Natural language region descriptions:
________________________

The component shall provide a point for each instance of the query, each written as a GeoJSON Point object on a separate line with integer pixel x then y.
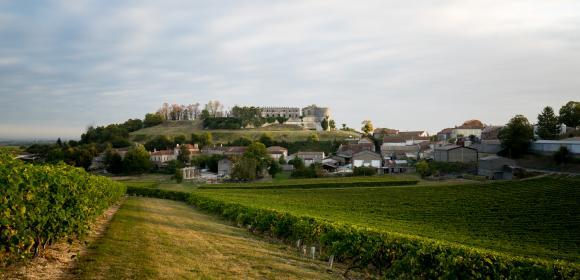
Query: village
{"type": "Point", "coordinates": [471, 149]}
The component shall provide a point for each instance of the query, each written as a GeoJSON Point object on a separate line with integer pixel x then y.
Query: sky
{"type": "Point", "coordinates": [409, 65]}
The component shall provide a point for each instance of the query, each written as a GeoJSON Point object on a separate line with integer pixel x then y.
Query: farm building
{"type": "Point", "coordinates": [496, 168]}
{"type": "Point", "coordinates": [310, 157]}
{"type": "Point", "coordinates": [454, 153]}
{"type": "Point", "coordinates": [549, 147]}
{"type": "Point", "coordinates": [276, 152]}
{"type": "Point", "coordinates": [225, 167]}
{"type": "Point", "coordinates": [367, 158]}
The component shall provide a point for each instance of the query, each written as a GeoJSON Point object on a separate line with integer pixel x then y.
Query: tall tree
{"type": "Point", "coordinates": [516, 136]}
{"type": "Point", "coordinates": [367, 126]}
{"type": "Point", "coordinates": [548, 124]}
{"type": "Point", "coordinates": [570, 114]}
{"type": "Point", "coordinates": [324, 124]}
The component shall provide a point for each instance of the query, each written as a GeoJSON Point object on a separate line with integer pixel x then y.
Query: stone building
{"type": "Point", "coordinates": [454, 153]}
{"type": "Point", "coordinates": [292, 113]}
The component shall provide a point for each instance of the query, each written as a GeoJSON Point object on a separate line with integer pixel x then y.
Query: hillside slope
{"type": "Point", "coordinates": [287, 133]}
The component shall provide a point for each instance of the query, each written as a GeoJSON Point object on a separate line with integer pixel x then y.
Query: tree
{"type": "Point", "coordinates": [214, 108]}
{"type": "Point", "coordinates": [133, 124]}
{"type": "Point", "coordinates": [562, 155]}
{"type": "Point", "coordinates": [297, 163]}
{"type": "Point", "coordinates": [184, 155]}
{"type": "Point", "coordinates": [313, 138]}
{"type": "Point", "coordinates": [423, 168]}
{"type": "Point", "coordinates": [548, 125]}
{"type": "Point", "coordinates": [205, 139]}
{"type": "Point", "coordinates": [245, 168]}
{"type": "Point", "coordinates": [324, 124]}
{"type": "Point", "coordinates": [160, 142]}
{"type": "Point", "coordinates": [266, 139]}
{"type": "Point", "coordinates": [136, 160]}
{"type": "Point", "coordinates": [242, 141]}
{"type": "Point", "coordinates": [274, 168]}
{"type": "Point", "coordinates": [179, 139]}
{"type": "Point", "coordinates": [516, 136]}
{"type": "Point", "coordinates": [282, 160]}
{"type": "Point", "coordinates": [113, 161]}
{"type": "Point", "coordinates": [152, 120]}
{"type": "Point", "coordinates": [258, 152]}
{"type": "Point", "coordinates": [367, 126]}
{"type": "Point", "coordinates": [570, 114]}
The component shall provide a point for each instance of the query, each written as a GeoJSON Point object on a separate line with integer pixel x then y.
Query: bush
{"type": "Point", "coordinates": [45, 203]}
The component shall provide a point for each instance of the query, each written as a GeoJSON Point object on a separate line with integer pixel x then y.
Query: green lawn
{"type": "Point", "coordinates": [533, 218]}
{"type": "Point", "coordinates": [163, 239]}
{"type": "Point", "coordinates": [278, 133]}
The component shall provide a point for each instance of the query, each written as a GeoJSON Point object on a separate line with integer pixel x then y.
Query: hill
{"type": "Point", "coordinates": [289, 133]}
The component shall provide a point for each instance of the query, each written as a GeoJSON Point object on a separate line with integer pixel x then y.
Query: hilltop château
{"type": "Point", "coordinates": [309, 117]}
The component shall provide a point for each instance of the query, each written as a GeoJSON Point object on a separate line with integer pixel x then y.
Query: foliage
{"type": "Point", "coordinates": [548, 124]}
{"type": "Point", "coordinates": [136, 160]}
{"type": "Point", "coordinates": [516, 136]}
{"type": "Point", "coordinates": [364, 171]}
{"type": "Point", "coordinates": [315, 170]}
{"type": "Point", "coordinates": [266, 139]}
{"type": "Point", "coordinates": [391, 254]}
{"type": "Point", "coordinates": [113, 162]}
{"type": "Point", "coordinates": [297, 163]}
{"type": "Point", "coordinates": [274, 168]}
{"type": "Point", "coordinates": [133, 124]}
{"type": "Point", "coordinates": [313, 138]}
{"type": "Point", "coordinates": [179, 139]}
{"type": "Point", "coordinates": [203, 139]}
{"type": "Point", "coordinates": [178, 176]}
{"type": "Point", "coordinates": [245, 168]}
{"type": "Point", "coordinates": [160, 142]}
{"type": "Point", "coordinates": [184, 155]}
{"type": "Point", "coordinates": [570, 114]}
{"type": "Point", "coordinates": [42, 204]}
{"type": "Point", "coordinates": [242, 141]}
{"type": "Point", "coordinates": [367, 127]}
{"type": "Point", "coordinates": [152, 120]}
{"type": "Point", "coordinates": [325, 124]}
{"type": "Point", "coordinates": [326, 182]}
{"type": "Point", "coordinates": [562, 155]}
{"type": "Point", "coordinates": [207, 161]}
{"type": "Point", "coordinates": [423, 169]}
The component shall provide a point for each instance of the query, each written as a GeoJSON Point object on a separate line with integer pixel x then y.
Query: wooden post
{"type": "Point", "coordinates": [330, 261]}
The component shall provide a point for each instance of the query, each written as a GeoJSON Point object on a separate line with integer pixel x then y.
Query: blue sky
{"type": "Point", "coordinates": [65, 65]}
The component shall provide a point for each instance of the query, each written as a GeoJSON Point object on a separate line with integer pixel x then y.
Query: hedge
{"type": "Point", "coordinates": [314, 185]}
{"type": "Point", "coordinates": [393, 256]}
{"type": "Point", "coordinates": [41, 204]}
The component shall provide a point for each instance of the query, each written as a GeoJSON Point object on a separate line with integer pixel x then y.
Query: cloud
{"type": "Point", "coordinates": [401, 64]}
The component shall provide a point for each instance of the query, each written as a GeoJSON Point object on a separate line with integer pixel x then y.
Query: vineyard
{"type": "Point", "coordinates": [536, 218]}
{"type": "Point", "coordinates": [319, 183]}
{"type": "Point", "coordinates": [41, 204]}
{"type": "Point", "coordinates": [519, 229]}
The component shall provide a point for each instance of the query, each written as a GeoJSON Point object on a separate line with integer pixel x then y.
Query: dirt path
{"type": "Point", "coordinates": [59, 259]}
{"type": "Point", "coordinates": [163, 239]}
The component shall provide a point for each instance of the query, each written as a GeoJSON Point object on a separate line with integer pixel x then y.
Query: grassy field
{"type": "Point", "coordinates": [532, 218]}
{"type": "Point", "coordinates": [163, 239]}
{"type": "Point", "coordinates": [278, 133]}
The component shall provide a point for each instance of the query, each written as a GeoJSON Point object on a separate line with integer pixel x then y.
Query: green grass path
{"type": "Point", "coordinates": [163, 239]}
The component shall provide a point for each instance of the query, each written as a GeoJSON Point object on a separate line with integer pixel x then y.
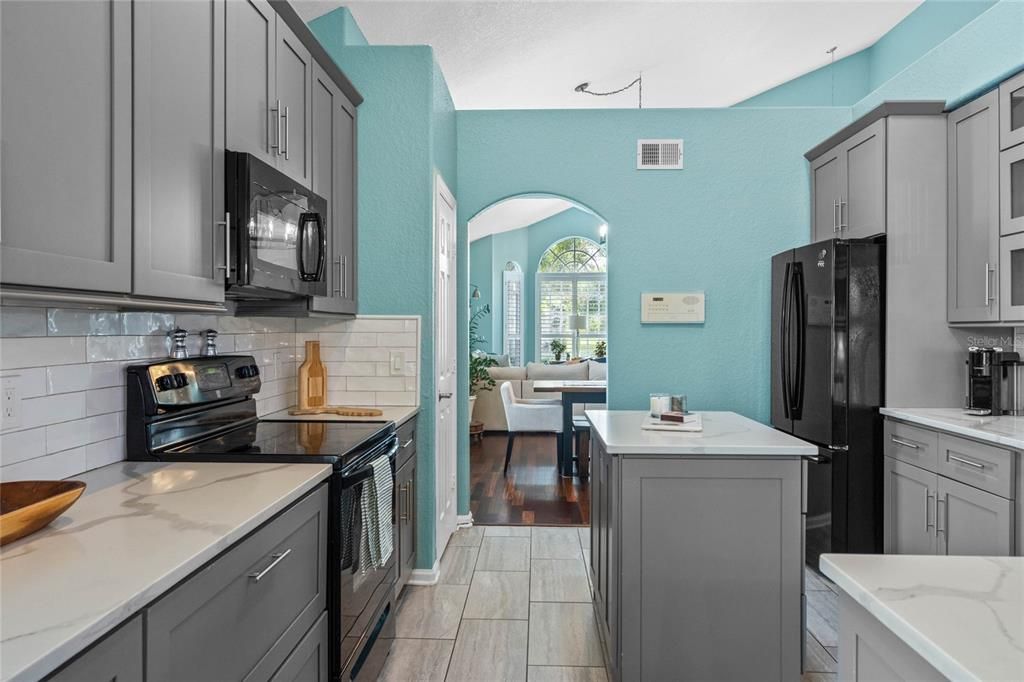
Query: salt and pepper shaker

________________________

§ **Work required**
A faithful copy of every entry is needed, omitting each image.

§ **Response to this exercise**
The component shall provide a point for each instance of the query, each written as a GeoJSON Point object on a separate line with integer pixel x then y.
Query: village
{"type": "Point", "coordinates": [471, 149]}
The component shall provide a point for each instance of the query, each written as a GeoJSON Point object on a separate line with integer pixel x then y.
Query: sky
{"type": "Point", "coordinates": [409, 65]}
The component shall provide a point for each instance of the query, each written as a GeoJSON Point object on a separate line with integer pixel x then y.
Query: farm building
{"type": "Point", "coordinates": [496, 168]}
{"type": "Point", "coordinates": [310, 157]}
{"type": "Point", "coordinates": [454, 153]}
{"type": "Point", "coordinates": [549, 147]}
{"type": "Point", "coordinates": [276, 152]}
{"type": "Point", "coordinates": [225, 167]}
{"type": "Point", "coordinates": [367, 158]}
The component shall provide a point for each instance of the query, each written as a GeoJSON Point object on a separate line with integer pixel x then y.
Query: tall tree
{"type": "Point", "coordinates": [516, 136]}
{"type": "Point", "coordinates": [367, 126]}
{"type": "Point", "coordinates": [548, 124]}
{"type": "Point", "coordinates": [570, 114]}
{"type": "Point", "coordinates": [324, 124]}
The component shall provide a point for each instance of the query, each written as a GeoJSON Point object on a separate line with integer pixel x then y.
Query: stone building
{"type": "Point", "coordinates": [454, 153]}
{"type": "Point", "coordinates": [292, 113]}
The component shall provide a point for each instance of the query, each written as a GeoJSON Point object on a separate line with integer pixel x then y.
Query: hillside slope
{"type": "Point", "coordinates": [287, 133]}
The component shall provide a point for each instance of the query, each written as a GeoJSON Point object on a separate line with integer pixel x then y.
Query: tree
{"type": "Point", "coordinates": [214, 108]}
{"type": "Point", "coordinates": [133, 124]}
{"type": "Point", "coordinates": [562, 155]}
{"type": "Point", "coordinates": [297, 163]}
{"type": "Point", "coordinates": [184, 155]}
{"type": "Point", "coordinates": [313, 138]}
{"type": "Point", "coordinates": [423, 168]}
{"type": "Point", "coordinates": [548, 125]}
{"type": "Point", "coordinates": [205, 139]}
{"type": "Point", "coordinates": [245, 168]}
{"type": "Point", "coordinates": [324, 124]}
{"type": "Point", "coordinates": [160, 142]}
{"type": "Point", "coordinates": [266, 139]}
{"type": "Point", "coordinates": [136, 160]}
{"type": "Point", "coordinates": [242, 141]}
{"type": "Point", "coordinates": [274, 168]}
{"type": "Point", "coordinates": [179, 139]}
{"type": "Point", "coordinates": [516, 136]}
{"type": "Point", "coordinates": [282, 160]}
{"type": "Point", "coordinates": [113, 161]}
{"type": "Point", "coordinates": [152, 120]}
{"type": "Point", "coordinates": [258, 152]}
{"type": "Point", "coordinates": [367, 126]}
{"type": "Point", "coordinates": [570, 114]}
The component shall provide a point for each instance of the query, each written as a GeoJSON Point object on a separate line with integer pixel x then y.
Query: bush
{"type": "Point", "coordinates": [45, 203]}
The component shall provide a point for each instance of the query, each written as a GeoJSON Point object on a separate line with integer pixel x then y.
Query: green lawn
{"type": "Point", "coordinates": [533, 218]}
{"type": "Point", "coordinates": [163, 239]}
{"type": "Point", "coordinates": [278, 133]}
The component shall provide a point for each instance of the query, each written as a GeoJSON Point object on a separate line with integer pixel x then y.
Query: hill
{"type": "Point", "coordinates": [289, 133]}
The component shall provide a point for each instance of the query, each written as a GeoJSON Point object on a separate line with integer pixel x then y.
Query: hilltop château
{"type": "Point", "coordinates": [309, 117]}
The component shall provide a point for each instance of the query, each written as a GeoJSON Point object on a separate line with integer pixel x then y.
Query: foliage
{"type": "Point", "coordinates": [548, 124]}
{"type": "Point", "coordinates": [136, 160]}
{"type": "Point", "coordinates": [516, 136]}
{"type": "Point", "coordinates": [364, 171]}
{"type": "Point", "coordinates": [315, 170]}
{"type": "Point", "coordinates": [266, 139]}
{"type": "Point", "coordinates": [391, 254]}
{"type": "Point", "coordinates": [113, 162]}
{"type": "Point", "coordinates": [297, 163]}
{"type": "Point", "coordinates": [274, 168]}
{"type": "Point", "coordinates": [133, 124]}
{"type": "Point", "coordinates": [313, 138]}
{"type": "Point", "coordinates": [179, 139]}
{"type": "Point", "coordinates": [203, 139]}
{"type": "Point", "coordinates": [178, 176]}
{"type": "Point", "coordinates": [245, 168]}
{"type": "Point", "coordinates": [160, 142]}
{"type": "Point", "coordinates": [184, 155]}
{"type": "Point", "coordinates": [570, 114]}
{"type": "Point", "coordinates": [42, 204]}
{"type": "Point", "coordinates": [242, 141]}
{"type": "Point", "coordinates": [367, 127]}
{"type": "Point", "coordinates": [152, 120]}
{"type": "Point", "coordinates": [325, 124]}
{"type": "Point", "coordinates": [326, 182]}
{"type": "Point", "coordinates": [562, 155]}
{"type": "Point", "coordinates": [207, 161]}
{"type": "Point", "coordinates": [423, 169]}
The component shall provide a point for each instance of the query, each written as a GeoJSON Point object on a separate line with integer pixel x then y.
Query: wooden post
{"type": "Point", "coordinates": [330, 261]}
The component shall provide a point for each instance of the query, each written as a GeoJSON Point object on a separate line with integer pixel x then y.
Query: blue sky
{"type": "Point", "coordinates": [65, 65]}
The component shall provide a point for each instance of the query, each written as a GeoJSON Point object on a separate line with integer pixel x then y.
Query: hedge
{"type": "Point", "coordinates": [314, 185]}
{"type": "Point", "coordinates": [393, 256]}
{"type": "Point", "coordinates": [41, 204]}
The component shall provide a point for each instance of the query, each written as a GeoJSON Point object on a separate line with integer pixel x then y.
Query: cloud
{"type": "Point", "coordinates": [401, 64]}
The component shall provide a point for each instance of the query, each written as a GeoJSON Point object on a separate line with integer pixel x then y.
Query: vineyard
{"type": "Point", "coordinates": [536, 218]}
{"type": "Point", "coordinates": [319, 183]}
{"type": "Point", "coordinates": [41, 204]}
{"type": "Point", "coordinates": [519, 229]}
The component shall provide a point for each instance of the query, each written as a GeoJSON Point object on a separate line with integer pixel x then y.
Query: dirt path
{"type": "Point", "coordinates": [59, 259]}
{"type": "Point", "coordinates": [163, 239]}
The component shall provide a point for each instance of the query, each written as a GeoJSON Point object on a separate line with integer pixel x then y.
Query: grassy field
{"type": "Point", "coordinates": [532, 218]}
{"type": "Point", "coordinates": [163, 239]}
{"type": "Point", "coordinates": [278, 133]}
The component shall provide a point for each instance of the query, each written as a GeoJSON Point object on a separate line with integer pixel x then y.
Query: green grass path
{"type": "Point", "coordinates": [163, 239]}
The component shall provide a point for each instance of the query, each written as a GeoJSON Point object on a separate line with integer pixel x then y.
Query: salt and pepper shaker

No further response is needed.